What is needed ::
Whatever the records hold, copy it exactly and completely.

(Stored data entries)

=======

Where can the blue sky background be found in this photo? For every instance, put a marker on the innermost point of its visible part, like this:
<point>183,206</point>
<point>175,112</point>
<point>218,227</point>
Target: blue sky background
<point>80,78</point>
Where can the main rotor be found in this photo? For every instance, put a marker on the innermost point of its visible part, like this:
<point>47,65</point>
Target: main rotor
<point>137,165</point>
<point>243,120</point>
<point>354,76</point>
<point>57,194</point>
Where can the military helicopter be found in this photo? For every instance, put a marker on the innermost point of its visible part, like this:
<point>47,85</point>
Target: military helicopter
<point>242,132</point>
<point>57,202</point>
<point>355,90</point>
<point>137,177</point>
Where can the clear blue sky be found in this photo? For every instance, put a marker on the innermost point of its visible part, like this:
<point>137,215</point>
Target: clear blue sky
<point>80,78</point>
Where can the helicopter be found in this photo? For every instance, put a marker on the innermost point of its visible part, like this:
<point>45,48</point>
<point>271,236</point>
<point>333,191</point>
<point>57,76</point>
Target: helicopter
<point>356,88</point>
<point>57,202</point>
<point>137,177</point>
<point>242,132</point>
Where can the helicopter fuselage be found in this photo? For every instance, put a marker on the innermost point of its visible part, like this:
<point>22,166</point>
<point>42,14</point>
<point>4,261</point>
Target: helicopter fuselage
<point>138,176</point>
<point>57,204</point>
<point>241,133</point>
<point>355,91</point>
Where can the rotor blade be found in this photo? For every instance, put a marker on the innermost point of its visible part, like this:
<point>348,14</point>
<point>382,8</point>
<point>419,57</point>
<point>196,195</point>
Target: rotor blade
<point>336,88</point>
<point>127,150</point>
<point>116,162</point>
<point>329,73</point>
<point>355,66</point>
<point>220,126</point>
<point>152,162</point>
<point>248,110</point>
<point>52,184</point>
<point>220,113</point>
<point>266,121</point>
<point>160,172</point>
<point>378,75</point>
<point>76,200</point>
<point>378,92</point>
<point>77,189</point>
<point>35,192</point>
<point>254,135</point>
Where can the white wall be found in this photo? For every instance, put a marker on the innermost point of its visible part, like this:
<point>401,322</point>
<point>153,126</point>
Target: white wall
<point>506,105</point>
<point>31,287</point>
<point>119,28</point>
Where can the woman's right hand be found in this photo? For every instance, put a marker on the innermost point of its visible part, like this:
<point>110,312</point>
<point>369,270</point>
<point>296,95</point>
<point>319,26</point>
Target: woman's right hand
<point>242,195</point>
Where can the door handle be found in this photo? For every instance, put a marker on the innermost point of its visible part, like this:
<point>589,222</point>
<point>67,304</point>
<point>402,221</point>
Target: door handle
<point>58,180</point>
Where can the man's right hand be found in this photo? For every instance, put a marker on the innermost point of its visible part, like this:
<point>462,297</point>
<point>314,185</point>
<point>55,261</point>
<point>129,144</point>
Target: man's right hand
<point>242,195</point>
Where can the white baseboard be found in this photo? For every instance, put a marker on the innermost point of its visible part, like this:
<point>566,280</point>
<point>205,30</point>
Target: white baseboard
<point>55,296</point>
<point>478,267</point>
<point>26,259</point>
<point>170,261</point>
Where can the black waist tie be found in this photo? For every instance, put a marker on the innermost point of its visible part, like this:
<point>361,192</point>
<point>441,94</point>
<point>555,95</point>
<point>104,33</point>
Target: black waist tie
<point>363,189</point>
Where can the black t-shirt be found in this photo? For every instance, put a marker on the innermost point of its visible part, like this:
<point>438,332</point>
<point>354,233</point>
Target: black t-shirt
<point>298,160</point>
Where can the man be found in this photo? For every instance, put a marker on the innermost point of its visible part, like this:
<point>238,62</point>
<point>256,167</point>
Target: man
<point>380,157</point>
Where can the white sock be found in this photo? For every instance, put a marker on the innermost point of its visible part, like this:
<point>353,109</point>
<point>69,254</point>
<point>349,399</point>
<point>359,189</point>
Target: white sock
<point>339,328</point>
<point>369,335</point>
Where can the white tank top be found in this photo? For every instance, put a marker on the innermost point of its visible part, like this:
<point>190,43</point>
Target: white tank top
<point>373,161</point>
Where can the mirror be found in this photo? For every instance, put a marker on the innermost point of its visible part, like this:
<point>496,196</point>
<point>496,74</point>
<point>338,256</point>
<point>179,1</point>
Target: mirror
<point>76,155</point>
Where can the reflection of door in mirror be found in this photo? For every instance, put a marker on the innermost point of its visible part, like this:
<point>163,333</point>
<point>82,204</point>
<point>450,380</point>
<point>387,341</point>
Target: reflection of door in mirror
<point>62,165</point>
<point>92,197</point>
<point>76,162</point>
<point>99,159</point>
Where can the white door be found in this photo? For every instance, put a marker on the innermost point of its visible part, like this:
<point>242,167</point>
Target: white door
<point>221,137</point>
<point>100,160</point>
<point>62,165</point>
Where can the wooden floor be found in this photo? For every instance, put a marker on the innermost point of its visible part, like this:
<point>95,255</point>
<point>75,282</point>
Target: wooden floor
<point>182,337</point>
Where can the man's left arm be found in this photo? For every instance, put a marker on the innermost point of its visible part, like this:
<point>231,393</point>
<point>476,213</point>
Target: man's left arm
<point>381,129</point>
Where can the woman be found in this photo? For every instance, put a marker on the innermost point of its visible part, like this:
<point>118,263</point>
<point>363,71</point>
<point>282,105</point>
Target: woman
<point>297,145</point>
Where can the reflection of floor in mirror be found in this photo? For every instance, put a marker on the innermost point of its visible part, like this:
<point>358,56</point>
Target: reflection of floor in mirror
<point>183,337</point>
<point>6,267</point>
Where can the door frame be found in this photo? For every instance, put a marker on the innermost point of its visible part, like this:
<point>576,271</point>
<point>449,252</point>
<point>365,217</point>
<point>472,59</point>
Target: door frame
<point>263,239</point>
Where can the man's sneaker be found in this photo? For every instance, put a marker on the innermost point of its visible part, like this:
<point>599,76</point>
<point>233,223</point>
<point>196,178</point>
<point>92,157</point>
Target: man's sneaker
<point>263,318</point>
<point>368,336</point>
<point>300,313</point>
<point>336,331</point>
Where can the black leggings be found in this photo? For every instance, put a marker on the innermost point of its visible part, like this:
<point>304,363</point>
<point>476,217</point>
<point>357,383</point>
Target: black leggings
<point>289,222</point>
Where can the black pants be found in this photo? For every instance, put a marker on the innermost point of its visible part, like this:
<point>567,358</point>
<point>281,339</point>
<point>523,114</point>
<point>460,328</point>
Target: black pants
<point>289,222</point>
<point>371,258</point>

=======

Output ::
Where can the blue sky background be found in this photo? For every instance, put a marker on the innermost point of its visible part, like this:
<point>183,206</point>
<point>175,112</point>
<point>218,227</point>
Target: blue sky background
<point>80,78</point>
Where can the main rotor be found in this photo? For every instance, put a marker on the innermost point of its visible part, like this:
<point>47,65</point>
Target: main rotor
<point>137,165</point>
<point>243,120</point>
<point>354,76</point>
<point>57,194</point>
Where can the military helicopter be found in this photo? For every instance, put a marker on the innermost point of its visible part, like this:
<point>47,85</point>
Target: military helicopter
<point>242,132</point>
<point>57,202</point>
<point>355,90</point>
<point>137,177</point>
Where can the clear blue sky be found in this photo? For every instance, put a marker on the innermost point of its visible part, like this:
<point>137,215</point>
Target: clear blue sky
<point>80,78</point>
Where can the helicopter be found in this photo? For every instance, put a marker on the innermost point of its visible part, like this:
<point>45,48</point>
<point>271,236</point>
<point>333,191</point>
<point>57,76</point>
Target: helicopter
<point>356,88</point>
<point>57,202</point>
<point>137,177</point>
<point>242,132</point>
Where can the helicopter fuselage be found in this photo? For every instance, put a marker on the innermost point of its visible part, like this:
<point>22,166</point>
<point>42,14</point>
<point>4,261</point>
Target: helicopter fuselage
<point>138,176</point>
<point>57,204</point>
<point>241,133</point>
<point>355,91</point>
Where can the rotor blade be found in this photo? For every instance, put a marker on the innermost point of its visible part, like this:
<point>348,14</point>
<point>382,8</point>
<point>419,57</point>
<point>196,195</point>
Target: rotor blade
<point>336,88</point>
<point>127,150</point>
<point>116,162</point>
<point>329,73</point>
<point>355,66</point>
<point>220,126</point>
<point>152,162</point>
<point>248,110</point>
<point>52,184</point>
<point>220,113</point>
<point>266,121</point>
<point>160,172</point>
<point>378,75</point>
<point>76,200</point>
<point>378,92</point>
<point>77,189</point>
<point>35,192</point>
<point>254,135</point>
Where can the white wall be found in this photo? For every instance, put a marker on the innermost point of its visible part, like this:
<point>401,322</point>
<point>153,126</point>
Target: white wall
<point>506,105</point>
<point>31,287</point>
<point>119,28</point>
Where can the woman's right hand be found in this photo? For every instance, put a marker on the innermost point of its visible part, like this:
<point>110,312</point>
<point>369,270</point>
<point>296,95</point>
<point>319,26</point>
Target: woman's right hand
<point>242,195</point>
Where can the door handle be found in this photo? For every instance, put a marker on the innermost point of its visible part, like this:
<point>589,222</point>
<point>67,304</point>
<point>402,221</point>
Target: door handle
<point>58,180</point>
Where can the man's right hand be found in this photo? For every instance, put a marker on the innermost point of its visible part, like this:
<point>462,297</point>
<point>314,185</point>
<point>55,261</point>
<point>129,144</point>
Target: man's right hand
<point>242,195</point>
Where can the white baseboard be found in this photo? For every instance, put a marker on the innermost point of its visible part, like this:
<point>566,280</point>
<point>205,30</point>
Target: white baseboard
<point>55,296</point>
<point>478,267</point>
<point>26,259</point>
<point>170,261</point>
Where can the black waist tie be found in this photo? For every instance, put a marker on the innermost point of its visible part, like this:
<point>361,192</point>
<point>441,94</point>
<point>555,95</point>
<point>104,33</point>
Target: black waist tie
<point>363,189</point>
Where can the black t-shirt be found in this photo? For every instance, put a marker on the innermost point of its visible part, like this:
<point>438,332</point>
<point>354,233</point>
Target: black t-shirt
<point>298,160</point>
Where can the man be found in this photo? For every instance, put a marker on the innermost point of its visible part, like this:
<point>238,62</point>
<point>256,167</point>
Target: man
<point>380,157</point>
Where can the white sock be found in this photo? For every instance, put a marker on the innermost point of its visible part, like this:
<point>353,109</point>
<point>69,254</point>
<point>349,399</point>
<point>359,189</point>
Target: white sock
<point>339,328</point>
<point>369,335</point>
Where can the white tank top be found in this photo? For every instance, put a marker on the innermost point of its visible part, like this:
<point>190,43</point>
Target: white tank top
<point>373,161</point>
Where can the mirror be found in this photo? For every instance, put a marker on the innermost point of its visible part, like this:
<point>496,196</point>
<point>496,74</point>
<point>338,256</point>
<point>179,1</point>
Target: mirror
<point>76,155</point>
Where can the reflection of door in mirror be found in this photo? For every instance, put a marker on the innermost point of its visible part, like this:
<point>163,333</point>
<point>82,204</point>
<point>450,380</point>
<point>387,341</point>
Target: reflection of door in mirror
<point>62,165</point>
<point>92,197</point>
<point>76,162</point>
<point>99,159</point>
Where can the white door be found in this photo? For every instance, put a marker on the innermost point of its visible part, like this:
<point>242,167</point>
Target: white door
<point>221,137</point>
<point>100,160</point>
<point>62,165</point>
Where can the wooden floor be found in this photo? For every instance, put a marker on the innermost point of its visible part, like this:
<point>95,255</point>
<point>75,282</point>
Target: wooden floor
<point>182,337</point>
Where can the man's left arm be found in this photo? For every instance, put a marker on the innermost point of its visible part, like this:
<point>231,393</point>
<point>476,213</point>
Target: man's left arm
<point>381,129</point>
Where can the woman be found in this photo? For every instance, put a marker on the innermost point of its visible part, like this:
<point>118,263</point>
<point>363,71</point>
<point>282,105</point>
Target: woman
<point>297,145</point>
Where can the reflection of floor in mirror be found in this photo? For every instance, put a marker on the innermost point of its visible part, like this:
<point>358,56</point>
Target: reflection of floor in mirror
<point>183,337</point>
<point>6,267</point>
Where can the door frame be found in this photo? For every instance, put a marker on the innermost point of its visible part, like this:
<point>576,271</point>
<point>449,252</point>
<point>365,217</point>
<point>472,59</point>
Target: door frame
<point>263,239</point>
Where can the man's sneaker be found in this photo? For every instance, put a marker on the innermost point of its visible part, like this:
<point>599,76</point>
<point>233,223</point>
<point>196,178</point>
<point>92,157</point>
Target: man's sneaker
<point>263,318</point>
<point>368,336</point>
<point>300,313</point>
<point>336,331</point>
Where can the black leggings be found in this photo? For every instance, put a marker on the innermost point of its visible part, like this:
<point>304,363</point>
<point>476,217</point>
<point>357,383</point>
Target: black leggings
<point>289,222</point>
Where can the black pants be found in this photo? For every instance, put a marker on the innermost point of its visible part, like this:
<point>567,358</point>
<point>281,339</point>
<point>523,114</point>
<point>460,328</point>
Target: black pants
<point>289,222</point>
<point>371,258</point>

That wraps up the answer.